Replace "report the coordinates" with "give the coordinates" everywhere in the material below and reproduce it otherwise unchanged, omitting the pictures.
--- begin RECORDS SUPPLIED ---
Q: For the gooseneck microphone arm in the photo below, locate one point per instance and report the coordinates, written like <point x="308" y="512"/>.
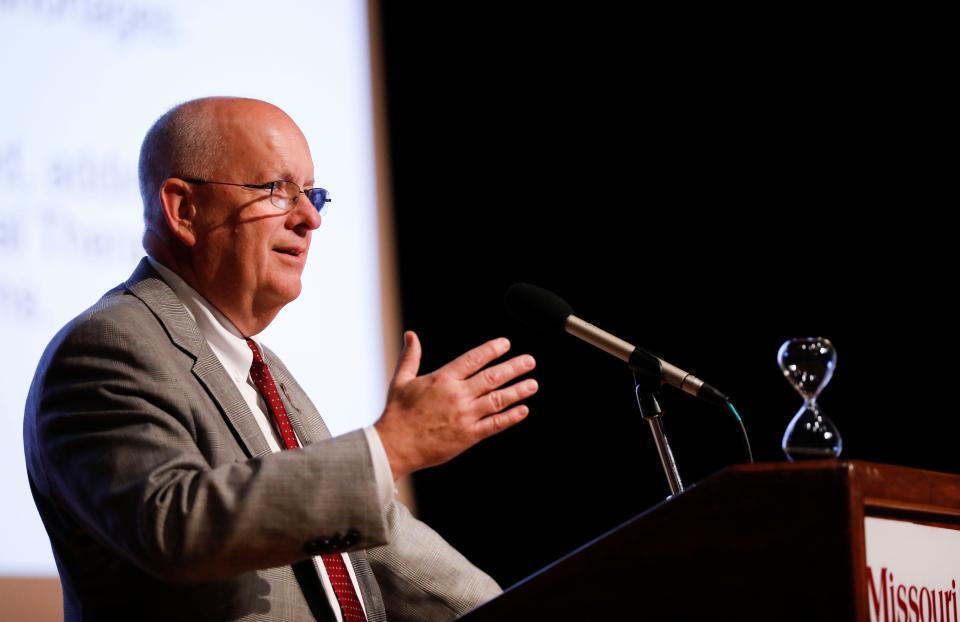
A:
<point x="544" y="309"/>
<point x="641" y="361"/>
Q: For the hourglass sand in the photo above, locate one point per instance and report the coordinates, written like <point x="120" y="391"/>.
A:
<point x="808" y="364"/>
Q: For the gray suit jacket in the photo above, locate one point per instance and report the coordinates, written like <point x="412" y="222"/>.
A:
<point x="163" y="501"/>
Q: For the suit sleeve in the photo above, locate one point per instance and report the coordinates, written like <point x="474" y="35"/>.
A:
<point x="113" y="433"/>
<point x="421" y="576"/>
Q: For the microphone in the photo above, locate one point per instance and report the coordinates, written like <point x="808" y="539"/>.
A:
<point x="539" y="307"/>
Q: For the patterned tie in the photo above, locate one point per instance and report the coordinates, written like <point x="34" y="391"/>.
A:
<point x="336" y="569"/>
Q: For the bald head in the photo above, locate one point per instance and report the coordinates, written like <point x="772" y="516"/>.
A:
<point x="226" y="236"/>
<point x="197" y="138"/>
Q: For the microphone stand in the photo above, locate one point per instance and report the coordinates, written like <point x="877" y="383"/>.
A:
<point x="646" y="389"/>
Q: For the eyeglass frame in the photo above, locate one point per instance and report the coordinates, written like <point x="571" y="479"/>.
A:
<point x="271" y="186"/>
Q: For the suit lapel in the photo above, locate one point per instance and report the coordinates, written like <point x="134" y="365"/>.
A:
<point x="147" y="285"/>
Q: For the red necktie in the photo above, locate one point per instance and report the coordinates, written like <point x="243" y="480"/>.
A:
<point x="336" y="569"/>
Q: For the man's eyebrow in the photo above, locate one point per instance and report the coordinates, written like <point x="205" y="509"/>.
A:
<point x="288" y="176"/>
--- end RECORDS SUPPLIED ---
TASK OUTPUT —
Q: For the gooseneck microphone arm in the photo below, locate one point per instance and give the coordinates, written like <point x="308" y="512"/>.
A:
<point x="544" y="309"/>
<point x="641" y="361"/>
Q: For the hourglass sand in the photo above, locate one point per instance and give the coordinates, written like <point x="120" y="391"/>.
A:
<point x="808" y="364"/>
Q: For the gray suit jacket in the photo above, locate one point per instance and give the coordinates, written like <point x="412" y="222"/>.
A:
<point x="163" y="501"/>
Q: For the suit sleeve in the photo above, locate one point per instance and give the coordinates, written like <point x="474" y="35"/>.
A:
<point x="113" y="433"/>
<point x="421" y="576"/>
Q: For the microphone in the photo above, locate one point per instance and give the coordinates, written like <point x="808" y="539"/>.
A:
<point x="539" y="307"/>
Q: For the patterned tie in the photo above, locate one point per instance and give the coordinates, written like <point x="34" y="391"/>.
A:
<point x="336" y="569"/>
Q: For the bald head in the photo above, locate one point per instance and give the coordinates, written like <point x="772" y="516"/>.
A:
<point x="226" y="236"/>
<point x="197" y="138"/>
Q: For the microphone stand in the photo above, locate one point per instance and give the coordinates, written like <point x="877" y="383"/>.
A:
<point x="646" y="389"/>
Q: For the eyeglass frame in the photo above, locate one point per instance and give the coordinates, written like <point x="571" y="479"/>.
A:
<point x="271" y="186"/>
Q: For the suit lapel in the photo above, locate one point per instance and give the coordinates, written like <point x="134" y="365"/>.
A:
<point x="147" y="285"/>
Q: For the red necktie in the photo above, locate one point per instance and give the coordinates, written like <point x="243" y="480"/>.
A:
<point x="336" y="569"/>
Q: For the man's eyebrow in the photo above, locate one point per instance and give the coordinates, written like <point x="205" y="509"/>.
A:
<point x="288" y="176"/>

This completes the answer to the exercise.